SUPPLIED PASSAGE:
Segment Open
On her way to working as chief human resources officer at VTG, a Virginia-based leader in defense and intelligence force modernization and digital transformation solutions, Elizabeth Alston made one really long stop on her career journey at Vistronix (later called ASRC Federal).
“As far as finding HR as a field, I feel like I was meant to find Vistronix,” says Alston, who worked at Vistronix for nearly nineteen years. “Over my time there, I was able to grow my career and make my path the way I wanted it to be. I was able to engage with managers and executives throughout that tenure at so many different levels in the organization.”
This depth of experience helped Alston advance her career, thanks to a number of different merger and acquisition opportunities. Eventually Vistronix was acquired by a larger organization, and she got to see the other side of an acquisition and how the HR department works during a transition.
Having worked with VTG’s CEO John Hassoun at Vistronix and being familiar with his leadership style and way of working, Alston was attracted to the company, especially knowing she would be able to come in and make an impact across the entire organization.
In her job, she has full oversight for all HR functional areas, including employer relations, compliance, talent acquisition, and more. Alston prioritizes employee experience and is proud of the overall cultural shift and focus of the organization that she has been able to be a leader of—especially the employee benefits programs.
“Over the past couple of years, we have spent a heavy focus on improving the employee experience by adding new things to the benefits package and taking the time to learn more about what our staff needs,” Alston explains. “That involves being able to reply to those needs in a positive manner, listening to the team and understanding their pain points.”
With team members spread out nationwide, and some who travel internationally and in different types of work locations, Alston must make sure the needs are met for all employees, as well as their eligible dependents.
In 2019 VTG acquired two companies, and it added another at the end of 2020. That means Alston has had to onboard a number of people and get everyone on the same page as far as the HR functions.
“When you acquire an organization, we’re not buying boxes of stuff,” she says. “We’re in the service business, and these are people. It is their professional skills and experiences for which our government customers come to us. We take very special care to understand how their culture fits with ours. People aren’t always great with change, so taking the time to listen to what the special things about them are and making sure you protect those things is important.”
While Alston is in charge of the HR component of the company, she credits her team with making the department top-notch and allowing her the time to build the partnerships and trust of everyone involved.
“I have really strong colleagues who are thinkers, who take care of all the day-to-day tasks and give me the bandwidth to focus on the specialized merger and acquisition integration activities,” she notes. “As a leader, I let them own their particular areas and tasks and let them go and do it.”
Segment Closed
INFORMATION SHOWN:
Segment Open
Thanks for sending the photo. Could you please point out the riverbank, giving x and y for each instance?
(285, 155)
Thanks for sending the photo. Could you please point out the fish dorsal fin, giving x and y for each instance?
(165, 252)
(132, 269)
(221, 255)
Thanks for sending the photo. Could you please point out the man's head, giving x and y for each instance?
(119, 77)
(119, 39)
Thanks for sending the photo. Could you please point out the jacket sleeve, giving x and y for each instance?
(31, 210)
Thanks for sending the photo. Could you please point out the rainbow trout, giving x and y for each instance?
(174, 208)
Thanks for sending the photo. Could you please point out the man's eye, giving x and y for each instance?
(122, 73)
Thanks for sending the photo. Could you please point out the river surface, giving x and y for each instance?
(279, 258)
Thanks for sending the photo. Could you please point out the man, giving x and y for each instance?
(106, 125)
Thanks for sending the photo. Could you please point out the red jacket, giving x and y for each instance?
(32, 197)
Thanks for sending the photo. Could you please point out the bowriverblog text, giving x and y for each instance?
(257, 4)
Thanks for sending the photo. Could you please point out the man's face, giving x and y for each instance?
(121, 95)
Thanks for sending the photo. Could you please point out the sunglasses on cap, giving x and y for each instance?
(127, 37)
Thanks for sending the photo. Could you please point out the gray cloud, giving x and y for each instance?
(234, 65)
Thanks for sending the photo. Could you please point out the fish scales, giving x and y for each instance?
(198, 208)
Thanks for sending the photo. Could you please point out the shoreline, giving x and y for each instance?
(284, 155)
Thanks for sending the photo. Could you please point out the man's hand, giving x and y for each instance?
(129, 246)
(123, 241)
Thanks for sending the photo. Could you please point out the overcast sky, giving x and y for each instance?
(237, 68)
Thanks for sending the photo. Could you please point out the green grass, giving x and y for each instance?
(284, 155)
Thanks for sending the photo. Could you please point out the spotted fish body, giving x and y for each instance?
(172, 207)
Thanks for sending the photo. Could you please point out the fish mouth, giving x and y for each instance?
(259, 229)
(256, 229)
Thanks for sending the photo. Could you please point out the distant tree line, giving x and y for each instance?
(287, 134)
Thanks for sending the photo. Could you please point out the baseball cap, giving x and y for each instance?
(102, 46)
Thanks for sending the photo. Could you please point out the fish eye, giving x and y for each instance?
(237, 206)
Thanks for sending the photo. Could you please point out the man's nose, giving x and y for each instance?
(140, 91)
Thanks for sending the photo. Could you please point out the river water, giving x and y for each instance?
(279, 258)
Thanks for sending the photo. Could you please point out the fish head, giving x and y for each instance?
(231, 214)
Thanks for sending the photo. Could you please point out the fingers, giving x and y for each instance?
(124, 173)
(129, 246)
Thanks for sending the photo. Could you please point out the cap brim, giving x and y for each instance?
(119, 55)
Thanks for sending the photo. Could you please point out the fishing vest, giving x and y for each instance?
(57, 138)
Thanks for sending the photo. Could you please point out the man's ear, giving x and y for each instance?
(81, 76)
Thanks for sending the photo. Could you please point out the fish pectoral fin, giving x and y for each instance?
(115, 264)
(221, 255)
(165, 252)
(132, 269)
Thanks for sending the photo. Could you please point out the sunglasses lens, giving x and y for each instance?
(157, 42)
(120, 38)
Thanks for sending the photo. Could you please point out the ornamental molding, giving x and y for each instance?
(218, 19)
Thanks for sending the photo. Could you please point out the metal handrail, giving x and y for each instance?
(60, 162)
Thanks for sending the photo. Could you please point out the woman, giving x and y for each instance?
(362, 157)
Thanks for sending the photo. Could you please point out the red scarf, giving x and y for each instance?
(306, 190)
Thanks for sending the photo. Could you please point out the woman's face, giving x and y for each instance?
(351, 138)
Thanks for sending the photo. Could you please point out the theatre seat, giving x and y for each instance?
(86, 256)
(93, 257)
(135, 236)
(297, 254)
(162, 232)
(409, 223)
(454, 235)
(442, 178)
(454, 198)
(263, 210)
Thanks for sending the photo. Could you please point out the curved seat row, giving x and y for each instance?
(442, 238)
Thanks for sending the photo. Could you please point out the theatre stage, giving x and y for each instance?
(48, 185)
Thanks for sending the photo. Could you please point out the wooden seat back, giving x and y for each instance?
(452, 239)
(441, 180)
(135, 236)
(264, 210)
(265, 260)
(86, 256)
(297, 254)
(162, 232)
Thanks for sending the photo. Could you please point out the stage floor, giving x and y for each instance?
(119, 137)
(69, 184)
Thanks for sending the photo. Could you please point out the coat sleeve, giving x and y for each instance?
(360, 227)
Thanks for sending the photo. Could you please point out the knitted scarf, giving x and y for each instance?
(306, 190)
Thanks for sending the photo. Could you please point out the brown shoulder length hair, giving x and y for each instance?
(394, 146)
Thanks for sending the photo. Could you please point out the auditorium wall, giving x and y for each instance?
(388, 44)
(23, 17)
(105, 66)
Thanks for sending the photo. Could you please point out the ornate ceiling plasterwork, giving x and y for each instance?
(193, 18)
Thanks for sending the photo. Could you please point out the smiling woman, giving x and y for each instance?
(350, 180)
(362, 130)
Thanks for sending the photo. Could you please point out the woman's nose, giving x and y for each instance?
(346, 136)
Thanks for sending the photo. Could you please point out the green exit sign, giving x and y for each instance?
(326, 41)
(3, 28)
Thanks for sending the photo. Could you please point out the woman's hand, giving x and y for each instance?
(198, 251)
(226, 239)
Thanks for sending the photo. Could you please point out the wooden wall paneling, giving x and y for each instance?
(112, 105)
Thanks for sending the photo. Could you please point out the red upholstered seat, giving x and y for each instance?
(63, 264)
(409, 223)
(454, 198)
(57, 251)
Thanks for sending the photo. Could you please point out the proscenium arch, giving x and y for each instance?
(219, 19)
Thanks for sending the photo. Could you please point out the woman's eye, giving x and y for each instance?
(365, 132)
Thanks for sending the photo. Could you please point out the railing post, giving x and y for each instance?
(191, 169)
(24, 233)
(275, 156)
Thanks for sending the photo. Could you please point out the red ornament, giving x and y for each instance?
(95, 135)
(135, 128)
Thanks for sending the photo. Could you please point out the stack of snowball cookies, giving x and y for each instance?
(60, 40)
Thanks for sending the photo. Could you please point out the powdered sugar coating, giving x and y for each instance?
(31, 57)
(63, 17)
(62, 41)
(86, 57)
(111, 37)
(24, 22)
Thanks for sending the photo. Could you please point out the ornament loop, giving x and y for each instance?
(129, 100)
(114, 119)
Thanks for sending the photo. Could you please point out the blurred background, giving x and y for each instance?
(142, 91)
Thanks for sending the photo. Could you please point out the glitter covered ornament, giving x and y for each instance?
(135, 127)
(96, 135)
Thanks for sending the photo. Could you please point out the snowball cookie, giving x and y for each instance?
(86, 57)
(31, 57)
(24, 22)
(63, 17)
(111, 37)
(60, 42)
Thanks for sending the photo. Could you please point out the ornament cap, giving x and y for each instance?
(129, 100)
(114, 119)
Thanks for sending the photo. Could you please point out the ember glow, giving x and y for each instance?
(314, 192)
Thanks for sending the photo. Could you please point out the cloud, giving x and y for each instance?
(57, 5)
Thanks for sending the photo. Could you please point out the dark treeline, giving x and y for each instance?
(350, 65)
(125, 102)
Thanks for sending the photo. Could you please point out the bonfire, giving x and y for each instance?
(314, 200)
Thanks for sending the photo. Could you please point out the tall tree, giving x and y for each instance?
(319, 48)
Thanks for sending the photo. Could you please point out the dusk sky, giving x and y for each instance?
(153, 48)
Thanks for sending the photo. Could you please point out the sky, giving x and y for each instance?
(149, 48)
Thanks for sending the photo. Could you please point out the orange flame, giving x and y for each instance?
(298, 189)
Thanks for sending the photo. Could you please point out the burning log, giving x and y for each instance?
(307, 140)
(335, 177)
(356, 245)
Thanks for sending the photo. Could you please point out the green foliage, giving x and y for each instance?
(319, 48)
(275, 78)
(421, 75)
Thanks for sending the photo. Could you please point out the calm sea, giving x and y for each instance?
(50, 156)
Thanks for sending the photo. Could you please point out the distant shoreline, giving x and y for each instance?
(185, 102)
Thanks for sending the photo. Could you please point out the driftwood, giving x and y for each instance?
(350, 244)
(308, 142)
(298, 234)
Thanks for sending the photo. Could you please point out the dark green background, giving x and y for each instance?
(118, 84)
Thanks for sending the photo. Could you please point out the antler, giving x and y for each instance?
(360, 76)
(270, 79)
Segment Closed
WHAT IS BEING ASKED: Return the part of the Elizabeth Alston profile starting at "In 2019 VTG" and ending at "of everyone involved.", copied word for word. Rely only on the passage about Elizabeth Alston; ignore the listing.

SOLUTION BELOW:
In 2019 VTG acquired two companies, and it added another at the end of 2020. That means Alston has had to onboard a number of people and get everyone on the same page as far as the HR functions.
“When you acquire an organization, we’re not buying boxes of stuff,” she says. “We’re in the service business, and these are people. It is their professional skills and experiences for which our government customers come to us. We take very special care to understand how their culture fits with ours. People aren’t always great with change, so taking the time to listen to what the special things about them are and making sure you protect those things is important.”
While Alston is in charge of the HR component of the company, she credits her team with making the department top-notch and allowing her the time to build the partnerships and trust of everyone involved.